| Task directions |
Please give the listing again in its entirety, exactly as written.

----

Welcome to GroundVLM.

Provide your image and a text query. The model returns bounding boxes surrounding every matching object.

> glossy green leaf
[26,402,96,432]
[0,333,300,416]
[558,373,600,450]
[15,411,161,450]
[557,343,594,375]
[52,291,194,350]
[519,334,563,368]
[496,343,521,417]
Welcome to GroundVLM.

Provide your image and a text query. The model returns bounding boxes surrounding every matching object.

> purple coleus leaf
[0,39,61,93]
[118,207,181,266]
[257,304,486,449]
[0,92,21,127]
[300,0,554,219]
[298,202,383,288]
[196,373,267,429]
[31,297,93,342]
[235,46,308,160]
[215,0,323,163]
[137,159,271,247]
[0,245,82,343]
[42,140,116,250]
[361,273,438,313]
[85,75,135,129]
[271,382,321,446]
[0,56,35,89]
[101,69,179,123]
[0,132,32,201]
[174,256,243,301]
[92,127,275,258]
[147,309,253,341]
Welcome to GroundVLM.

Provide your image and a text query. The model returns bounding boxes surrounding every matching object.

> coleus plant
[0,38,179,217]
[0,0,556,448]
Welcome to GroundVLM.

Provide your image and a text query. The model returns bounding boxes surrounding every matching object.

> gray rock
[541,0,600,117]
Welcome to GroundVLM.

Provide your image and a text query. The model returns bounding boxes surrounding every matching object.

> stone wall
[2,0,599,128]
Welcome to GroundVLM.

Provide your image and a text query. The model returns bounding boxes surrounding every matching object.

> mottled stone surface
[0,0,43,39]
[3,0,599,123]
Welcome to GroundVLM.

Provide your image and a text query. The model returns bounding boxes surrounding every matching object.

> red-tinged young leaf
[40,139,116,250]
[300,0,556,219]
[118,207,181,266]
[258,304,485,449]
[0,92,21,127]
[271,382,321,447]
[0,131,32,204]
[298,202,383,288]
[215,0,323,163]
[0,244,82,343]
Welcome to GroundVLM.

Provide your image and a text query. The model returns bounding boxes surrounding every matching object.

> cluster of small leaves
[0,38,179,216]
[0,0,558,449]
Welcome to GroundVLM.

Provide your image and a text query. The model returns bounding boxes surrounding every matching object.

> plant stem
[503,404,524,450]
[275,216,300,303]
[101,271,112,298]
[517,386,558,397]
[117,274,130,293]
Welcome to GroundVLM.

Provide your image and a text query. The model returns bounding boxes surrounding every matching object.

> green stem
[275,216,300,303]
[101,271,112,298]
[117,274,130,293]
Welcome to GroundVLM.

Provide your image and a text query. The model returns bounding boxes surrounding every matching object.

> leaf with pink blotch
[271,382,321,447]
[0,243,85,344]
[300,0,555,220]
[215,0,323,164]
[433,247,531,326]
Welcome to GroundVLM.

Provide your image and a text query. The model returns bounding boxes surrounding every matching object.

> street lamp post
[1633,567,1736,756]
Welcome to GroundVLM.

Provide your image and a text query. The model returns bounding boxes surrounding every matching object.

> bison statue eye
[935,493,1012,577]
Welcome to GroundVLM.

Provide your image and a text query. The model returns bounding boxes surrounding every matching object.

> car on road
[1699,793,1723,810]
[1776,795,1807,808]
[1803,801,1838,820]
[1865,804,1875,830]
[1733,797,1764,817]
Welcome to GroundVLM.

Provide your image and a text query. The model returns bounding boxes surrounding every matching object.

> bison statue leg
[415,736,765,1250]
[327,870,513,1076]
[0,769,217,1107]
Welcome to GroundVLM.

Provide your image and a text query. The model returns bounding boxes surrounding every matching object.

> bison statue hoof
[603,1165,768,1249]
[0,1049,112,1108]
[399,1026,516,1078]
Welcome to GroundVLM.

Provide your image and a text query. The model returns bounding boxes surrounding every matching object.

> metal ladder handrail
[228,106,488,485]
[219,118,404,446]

----

| Answer for this exercise |
Welcome to GroundVLM.

Provide your image and a text query. The model returns bounding boxes surrounding every matching object.

> glossy green leaf
[26,402,96,432]
[0,333,300,416]
[558,373,600,450]
[15,411,161,450]
[557,343,594,375]
[52,291,194,350]
[519,334,563,368]
[496,343,521,417]
Welcome to GroundVLM.

Provide your image and a text query. The model returns bounding boxes surrounding every matching object.

> purple coleus leaf
[0,39,61,93]
[118,207,181,266]
[257,304,486,449]
[0,92,21,127]
[300,0,554,219]
[298,202,383,288]
[196,373,267,429]
[31,297,93,342]
[235,46,308,160]
[215,0,323,163]
[137,159,271,247]
[0,245,82,343]
[42,140,116,250]
[361,273,438,313]
[85,75,135,129]
[271,382,321,446]
[0,56,35,89]
[101,69,179,123]
[0,132,32,201]
[174,256,243,301]
[92,127,275,258]
[147,309,253,341]
Welcome to GroundVLM.

Provide your image and a text query. The model returns bounding boxes surrounding every matching object.

> coleus plant
[0,38,179,217]
[0,0,556,448]
Welcome to GroundVLM.

Provide your image and a text query. The model returns bounding boxes surrounding every matching object.

> gray rock
[541,0,600,117]
Welcome to GroundVLM.

Provide your image and a text query. The model returns bounding boxes surrounding every matching object.

> stone wall
[2,0,599,128]
Welcome to GroundVLM.

Provide your image and a text query. The model returns bounding boxes surrounding every matching object.

> mottled stone surface
[0,0,43,39]
[3,0,599,123]
Welcome to GroundVLM.

Provide your image and a text query. The model returns bounding boxes surrounding every matching object.

> red-tinged young leaf
[40,139,116,250]
[300,0,556,219]
[118,207,181,266]
[258,304,485,449]
[0,92,21,127]
[271,382,321,447]
[0,131,32,204]
[298,202,383,288]
[215,0,323,163]
[0,244,82,343]
Welcome to GroundVLM.

Provide your image and a text query. The model returns bounding boxes surrounding every matching object.

> cluster of small leaves
[0,38,179,216]
[0,0,558,449]
Welcome to GroundVLM.

Provide your image and a text query. The model returns bounding boxes surrounding every matching object.

> plant stem
[503,404,524,450]
[275,216,300,303]
[101,271,112,298]
[517,386,558,397]
[117,274,130,293]
Welcome to GroundVLM.

Provide your image and a text query. The model returns bounding boxes surrounding every matching object.

> green stem
[275,216,300,303]
[101,271,112,298]
[117,274,130,293]
Welcome to GroundVLM.

Provide your image and a text query. The model returns bounding boxes surrounding every matching object.

> leaf with pink blotch
[271,382,321,447]
[0,243,85,344]
[300,0,555,220]
[215,0,323,164]
[433,247,531,326]
Welcome to GroundVLM.

Provide your image and a text query. The model returns bounding boxes surrounding every matching object.

> street lamp post
[1633,567,1736,756]
Welcome to GroundVLM.

Provide your image and a text query. The model returns bounding boxes surrounding every matching object.

> bison statue eye
[935,493,1012,577]
Welcome to GroundVLM.

Provide your image and a text query. The model returns bounding boxes surrounding every matching object.

> car on road
[1699,793,1723,810]
[1776,795,1807,808]
[1803,801,1838,820]
[1865,804,1875,830]
[1733,797,1764,817]
Welcome to GroundVLM.

Provide your image and a text query. The model returns bounding boxes surrounding every matching object.

> bison statue leg
[415,736,765,1250]
[327,870,513,1076]
[0,769,217,1107]
Welcome to GroundVLM.

Provide your image and a text query. The model returns bounding boxes surrounding every matching object.

> bison statue hoof
[603,1165,768,1249]
[0,1049,112,1108]
[399,1026,516,1078]
Welcome to GroundVLM.

Provide your image and a text query. The model returns bounding boxes surrounding every matching object.

> metal ladder handrail
[228,106,488,485]
[219,118,404,446]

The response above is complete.